Aim of the exercise: Could you reproduce each of the records below line for line, leaving the pictures out?

Provided entries:
........

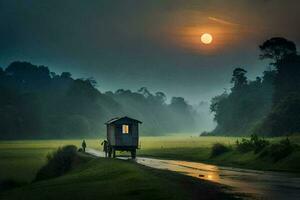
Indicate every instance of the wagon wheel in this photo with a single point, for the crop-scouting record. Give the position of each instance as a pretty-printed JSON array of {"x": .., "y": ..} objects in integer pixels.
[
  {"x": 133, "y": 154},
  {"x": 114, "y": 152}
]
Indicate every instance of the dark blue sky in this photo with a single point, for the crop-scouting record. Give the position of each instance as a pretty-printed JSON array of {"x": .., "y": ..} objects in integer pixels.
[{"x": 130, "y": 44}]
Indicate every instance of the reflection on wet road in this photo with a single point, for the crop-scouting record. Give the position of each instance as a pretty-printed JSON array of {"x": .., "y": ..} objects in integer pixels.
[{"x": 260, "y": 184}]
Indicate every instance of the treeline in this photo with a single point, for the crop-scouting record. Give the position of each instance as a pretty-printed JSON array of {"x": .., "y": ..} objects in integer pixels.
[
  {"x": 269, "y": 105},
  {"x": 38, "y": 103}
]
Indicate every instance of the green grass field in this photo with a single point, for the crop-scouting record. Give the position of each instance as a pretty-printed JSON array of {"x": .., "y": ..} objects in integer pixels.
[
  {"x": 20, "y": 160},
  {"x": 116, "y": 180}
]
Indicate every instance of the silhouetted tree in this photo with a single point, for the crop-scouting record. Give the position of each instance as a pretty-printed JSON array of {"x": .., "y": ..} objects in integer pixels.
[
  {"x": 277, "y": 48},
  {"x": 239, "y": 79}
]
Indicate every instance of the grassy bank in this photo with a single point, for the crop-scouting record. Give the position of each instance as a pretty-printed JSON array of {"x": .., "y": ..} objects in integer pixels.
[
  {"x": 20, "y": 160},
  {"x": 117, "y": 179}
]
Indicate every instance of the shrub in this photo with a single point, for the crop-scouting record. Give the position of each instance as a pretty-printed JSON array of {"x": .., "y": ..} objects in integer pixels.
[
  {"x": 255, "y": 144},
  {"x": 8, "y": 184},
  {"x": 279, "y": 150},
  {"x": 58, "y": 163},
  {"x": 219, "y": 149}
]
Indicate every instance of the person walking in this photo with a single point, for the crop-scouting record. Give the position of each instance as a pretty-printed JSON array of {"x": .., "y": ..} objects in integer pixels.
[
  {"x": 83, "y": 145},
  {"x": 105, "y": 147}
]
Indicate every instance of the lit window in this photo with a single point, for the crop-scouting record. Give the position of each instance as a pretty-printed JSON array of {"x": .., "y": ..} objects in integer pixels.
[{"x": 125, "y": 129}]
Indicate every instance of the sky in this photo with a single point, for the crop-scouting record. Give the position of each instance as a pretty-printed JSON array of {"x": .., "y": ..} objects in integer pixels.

........

Complete answer:
Indicate every instance of the wagon wheel in this photo with a single point, for the crop-scouting record. Give the position of each instance as a pretty-printed JSON array of {"x": .., "y": ..} objects in integer pixels.
[
  {"x": 133, "y": 154},
  {"x": 114, "y": 152}
]
Indicate every instance of the dark blue sky in this photo with a single point, for the crop-scouting record. Give the position of each instance as a pretty-printed JSON array of {"x": .., "y": ..} objects in integer pixels.
[{"x": 130, "y": 44}]
Indicate every instance of the reflection on wet road in this photo with a single point, for the crop-scouting record. Give the position of each instance as a pretty-printed JSON array of {"x": .., "y": ..} objects in integer pixels.
[{"x": 260, "y": 184}]
Indicate every instance of the treeline in this photo with a single point, for the crop-scouting record. Give the position of each instance as a pretty-printed JSON array of {"x": .., "y": ..} objects in integer pixels.
[
  {"x": 269, "y": 105},
  {"x": 38, "y": 103}
]
Indicate every instance of the green grass field in this photo with a single point, for the crop-scouting record. Give the position of each instance as a pretty-printed JSON array of {"x": .., "y": ..} objects in integer pixels.
[
  {"x": 20, "y": 160},
  {"x": 116, "y": 180}
]
Indicate every instance of the silhouetted tree in this photo with a single point, for the crop-scouting record. Give the position of each instance as a pretty-printed JSON array of {"x": .., "y": ..} objects in integer pixels.
[
  {"x": 277, "y": 48},
  {"x": 239, "y": 79}
]
Indicate every instance of the grassy bank in this photo with a single point, for the crop-scouting record. Give the position of each instance as a pretty-printed JSON array of {"x": .., "y": ..} objects in integer pixels.
[
  {"x": 20, "y": 160},
  {"x": 117, "y": 179}
]
Indicate every instance of the shrub in this photo with a single point, for the crop-scouting record. Give the position of each instance as a pretty-printed JSON array of {"x": .., "y": ..} objects in integer pixels.
[
  {"x": 255, "y": 144},
  {"x": 8, "y": 184},
  {"x": 279, "y": 150},
  {"x": 58, "y": 163},
  {"x": 219, "y": 149}
]
Indicate every instance of the person walking in this photo with a single point, for the crop-scouting record. Give the position of each instance as a pretty-printed JSON array of {"x": .., "y": ..} objects in integer pixels.
[
  {"x": 83, "y": 145},
  {"x": 105, "y": 147}
]
Indicate every instance of the lit window in this photo with a single point, for the crop-scouting record. Give the position of each instance as a pretty-printed JSON array of {"x": .., "y": ..} objects in integer pixels.
[{"x": 125, "y": 129}]
Indicate every instance of the sky in this photo with a single point, for the crop-scouting record. Give the position of each instance as a pretty-printed JSON array of {"x": .., "y": ..} objects in integer pixels.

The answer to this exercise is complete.